What to do ▸ Pictures should be left out while the data beneath this task is written out word for word.

Saved entries:
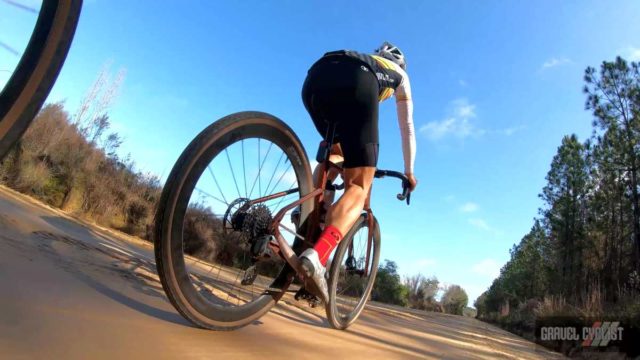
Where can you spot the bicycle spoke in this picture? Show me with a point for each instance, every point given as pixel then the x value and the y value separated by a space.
pixel 218 185
pixel 274 171
pixel 260 169
pixel 233 175
pixel 290 187
pixel 244 172
pixel 280 179
pixel 211 196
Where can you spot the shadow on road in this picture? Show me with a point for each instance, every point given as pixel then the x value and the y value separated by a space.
pixel 95 256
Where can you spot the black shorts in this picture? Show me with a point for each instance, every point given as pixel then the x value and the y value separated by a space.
pixel 341 90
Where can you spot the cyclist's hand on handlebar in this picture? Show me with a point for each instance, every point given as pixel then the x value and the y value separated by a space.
pixel 413 182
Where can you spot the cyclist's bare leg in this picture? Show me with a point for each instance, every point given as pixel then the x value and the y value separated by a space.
pixel 344 213
pixel 336 157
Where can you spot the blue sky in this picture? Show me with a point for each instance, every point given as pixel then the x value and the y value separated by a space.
pixel 495 86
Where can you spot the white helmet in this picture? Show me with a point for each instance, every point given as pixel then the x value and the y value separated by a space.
pixel 391 52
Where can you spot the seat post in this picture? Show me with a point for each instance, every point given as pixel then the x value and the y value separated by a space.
pixel 325 146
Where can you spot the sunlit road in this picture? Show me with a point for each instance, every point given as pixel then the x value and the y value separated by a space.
pixel 71 291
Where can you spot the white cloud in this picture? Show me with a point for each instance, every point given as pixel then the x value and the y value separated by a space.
pixel 480 224
pixel 425 262
pixel 463 109
pixel 632 54
pixel 554 62
pixel 456 125
pixel 469 207
pixel 459 124
pixel 488 268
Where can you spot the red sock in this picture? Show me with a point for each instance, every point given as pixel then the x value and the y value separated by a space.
pixel 328 240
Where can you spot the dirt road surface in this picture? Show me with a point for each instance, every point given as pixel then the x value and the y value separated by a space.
pixel 70 290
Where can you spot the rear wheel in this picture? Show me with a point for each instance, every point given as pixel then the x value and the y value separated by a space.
pixel 36 72
pixel 351 278
pixel 206 227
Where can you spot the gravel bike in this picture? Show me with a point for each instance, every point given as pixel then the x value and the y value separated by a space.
pixel 36 72
pixel 237 208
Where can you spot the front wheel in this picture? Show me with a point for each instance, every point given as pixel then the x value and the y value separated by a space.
pixel 353 273
pixel 208 221
pixel 34 76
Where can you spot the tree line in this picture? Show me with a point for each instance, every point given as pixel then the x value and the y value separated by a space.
pixel 582 254
pixel 71 161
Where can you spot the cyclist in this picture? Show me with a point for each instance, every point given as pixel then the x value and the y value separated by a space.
pixel 345 87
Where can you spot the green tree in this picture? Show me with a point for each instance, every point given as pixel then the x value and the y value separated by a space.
pixel 454 299
pixel 565 213
pixel 421 291
pixel 387 287
pixel 613 94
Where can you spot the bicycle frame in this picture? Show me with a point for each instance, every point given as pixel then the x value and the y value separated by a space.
pixel 284 250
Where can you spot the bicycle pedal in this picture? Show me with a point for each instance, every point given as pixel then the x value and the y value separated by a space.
pixel 250 275
pixel 260 248
pixel 306 295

Response for this exercise ▸
Where can you spot the bicycle spoke in this picture? Show me with a point for each instance, every point given as pixel then the x value and the y value separated by a space.
pixel 218 185
pixel 274 171
pixel 260 169
pixel 233 175
pixel 290 187
pixel 244 172
pixel 280 179
pixel 211 196
Where can you spot the shadow on road in this picture? Show me with a point for each instance, every point given as pixel then the x value and the y value separated by a space.
pixel 95 256
Where can you spot the black shorts in this picture? Show me with a point for each instance, every point given as pixel then the x value and the y value separated by a space.
pixel 341 90
Where can you spot the cyclist's hand on handlebar in this picture? Show me with a point for each instance, every point given as pixel then the x value and the y value separated by a space.
pixel 413 182
Where can you spot the cyclist's bare leg in this picture? Show me with a point for each instance, every point given as pixel then the x value and the y value separated by a space.
pixel 344 213
pixel 336 157
Where can you spot the blue sky in this picture? Show me with a point for each instance, every point given as pixel then the x value and the y value separated by a space.
pixel 495 86
Where can you spot the white helmet in this picture? Show me with a point for each instance, every point given as pixel then the x value and the y value separated by a space.
pixel 391 52
Where can you spot the seat post in this picture? Show me with a point for each instance, every point given as pixel then the x value and the y value separated by a space.
pixel 325 146
Where can you spot the sunlit road in this picture? Show me with a point for each instance, every point given as pixel then the x value and the y value separated by a space.
pixel 71 291
Where can you spot the white cloud in this picture? Show me with a point for each instance, every point given as pixel then the x value and the y value separated by a space.
pixel 480 224
pixel 425 262
pixel 463 109
pixel 632 54
pixel 554 62
pixel 456 125
pixel 469 207
pixel 459 124
pixel 488 268
Where can you spot the red sock in this picture? Show me with a point for each instance, every point given as pixel then the x value and the y value separated by a space.
pixel 328 240
Where can you spot the dirt road surface in this picture? Show me with a point for each instance, every point given as pixel then the x value and the y value separated by a space.
pixel 70 290
Where can you spot the rear wheel in this picture? Show me with a point for each instance, every point given as pixel then the x value and the y value separated by a space.
pixel 36 72
pixel 351 278
pixel 206 227
Where can you spot the gravel bike in this picture? Show me with a point for each instance, every point given as pixel then the x value and the y value separated by a space.
pixel 36 72
pixel 237 208
Where can you spot the front wheel in this picture? Show me with a point for each instance, every point given as pixel then the x value and the y value separated by a space.
pixel 353 273
pixel 208 221
pixel 34 76
Where can you spot the tree line in this picture? Show me with a point for each instance, every point given as pixel then the x value and the y value separated by a space.
pixel 582 254
pixel 71 161
Where can you spot the cyclist in this picture? Show me with a point for each instance, every point given as pixel then the x value and the y value separated by a space.
pixel 345 87
Where can you spot the green tree in this picture? Show me with a point for each instance, every point given as pixel then the x value and the y value separated by a space.
pixel 454 299
pixel 565 213
pixel 421 291
pixel 387 287
pixel 613 94
Where can you spot the bicycle frame in this picture? Show me with a point for each instance, every point given as pixel then the x value and the y value separated by a space.
pixel 284 250
Where can you spot the bicycle pedal in this picture? Show me with a point for each instance, every point given as pixel then the x value and the y value separated by a space.
pixel 250 275
pixel 260 248
pixel 306 295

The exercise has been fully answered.